Decorators for selective caching / memoization

2020-07-18 02:36发布

问题:

I am looking for a way of building a decorator @memoize that I can use in functions as follows:

@memoize
my_function(a, b, c):
    # Do stuff 
    # result may not always be the same for fixed (a,b,c)
return result

Then, if I do:

result1 = my_function(a=1,b=2,c=3)
# The function f runs (slow). We cache the result for later

result2 = my_function(a=1, b=2, c=3)
# The decorator reads the cache and returns the result (fast)

Now say that I want to force a cache update:

result3 = my_function(a=1, b=2, c=3, force_update=True)
# The function runs *again* for values a, b, and c. 

result4 = my_function(a=1, b=2, c=3)
# We read the cache

At the end of the above, we always have result4 = result3, but not necessarily result4 = result, which is why one needs an option to force the cache update for the same input parameters.

How can I approach this problem?

Note on joblib

As far as I know joblib supports .call, which forces a re-run, but it does not update the cache.

Follow-up on using klepto:

Is there any way to have klepto (see @Wally's answer) cache its results by default under a specific location? (e.g. /some/path/) and share this location across multiple functions? E.g. I would like to say

cache_path = "/some/path/"

and then @memoize several functions in a given module under the same path.

回答1:

I would suggest looking at joblib and klepto. Both have very configurable caching algorithms, and may do what you want.

Both definitely can do the caching for result1 and result2, and klepto provides access to the cache, so one can pop a result from the local memory cache (without removing it from a stored archive, say in a database).

>>> import klepto
>>> from klepto import lru_cache as memoize
>>> from klepto.keymaps import hashmap
>>> hasher = hashmap(algorithm='md5')
>>> @memoize(keymap=hasher)
... def squared(x):
...   print("called")
...   return x**2
... 
>>> squared(1)
called
1
>>> squared(2)
called
4
>>> squared(3)
called
9
>>> squared(2)
4
>>> 
>>> cache = squared.__cache__()

### Rows
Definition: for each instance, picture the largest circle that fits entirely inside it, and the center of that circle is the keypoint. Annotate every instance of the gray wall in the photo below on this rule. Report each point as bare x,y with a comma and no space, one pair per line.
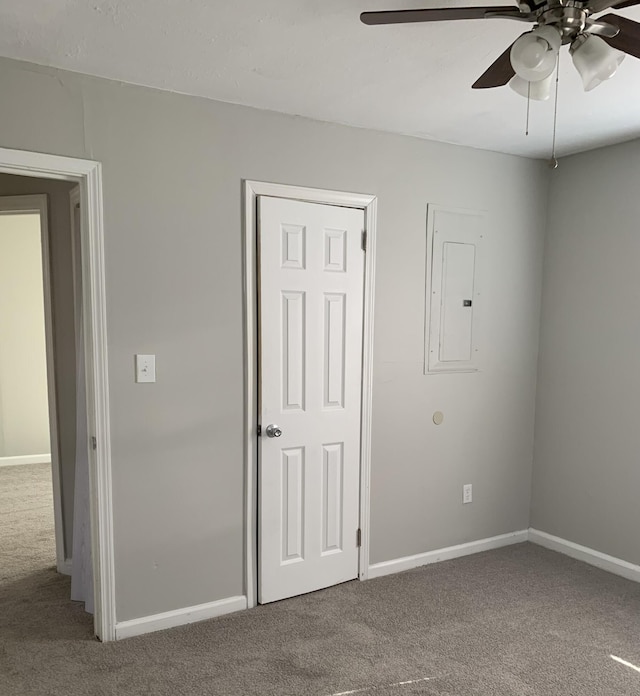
63,325
173,167
586,473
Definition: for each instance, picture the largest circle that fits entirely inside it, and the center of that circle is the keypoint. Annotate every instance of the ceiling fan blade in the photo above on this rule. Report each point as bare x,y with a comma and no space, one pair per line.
601,29
596,6
441,14
497,74
628,40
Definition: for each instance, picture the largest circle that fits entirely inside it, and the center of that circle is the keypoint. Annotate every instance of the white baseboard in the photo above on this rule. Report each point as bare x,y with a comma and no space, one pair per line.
399,564
583,553
26,459
66,566
179,617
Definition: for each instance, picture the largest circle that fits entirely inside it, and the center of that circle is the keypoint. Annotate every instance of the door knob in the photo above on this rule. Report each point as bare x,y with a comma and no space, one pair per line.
273,431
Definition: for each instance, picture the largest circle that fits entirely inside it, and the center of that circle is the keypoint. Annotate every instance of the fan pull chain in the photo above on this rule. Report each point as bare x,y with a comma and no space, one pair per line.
553,162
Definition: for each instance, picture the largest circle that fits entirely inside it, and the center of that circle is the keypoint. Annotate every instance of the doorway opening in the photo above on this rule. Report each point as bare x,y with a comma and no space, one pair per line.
54,439
292,538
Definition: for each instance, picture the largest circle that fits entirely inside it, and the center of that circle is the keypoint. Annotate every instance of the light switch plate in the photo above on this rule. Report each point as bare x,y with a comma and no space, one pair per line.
145,368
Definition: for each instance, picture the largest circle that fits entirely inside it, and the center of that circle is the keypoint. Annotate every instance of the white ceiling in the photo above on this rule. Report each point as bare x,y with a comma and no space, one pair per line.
314,58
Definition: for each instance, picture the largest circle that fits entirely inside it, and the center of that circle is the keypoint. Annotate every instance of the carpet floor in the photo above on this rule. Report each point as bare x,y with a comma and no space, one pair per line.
519,621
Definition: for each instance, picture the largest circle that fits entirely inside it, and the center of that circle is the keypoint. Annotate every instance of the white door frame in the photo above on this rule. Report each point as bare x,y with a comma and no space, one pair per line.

### Objective
Decide whether each statement agrees with the caching thread, answering yes or no and quoting the words that settle it.
1. The asker says joblib's .call forces a re-run and also updates the cache.
2. According to the reply, klepto lets one pop a result from the local memory cache without removing it from a stored archive.
3. The klepto demonstration builds its hashmap with the md5 algorithm.
Rely solely on the caching thread, not on the data.

### Completed task
1. No: "As far as I know joblib supports .call, which forces a re-run, but it does not update the cache."
2. Yes: "klepto provides access to the cache, so one can pop a result from the local memory cache (without removing it from a stored archive, say in a database)."
3. Yes: "hasher = hashmap(algorithm='md5')"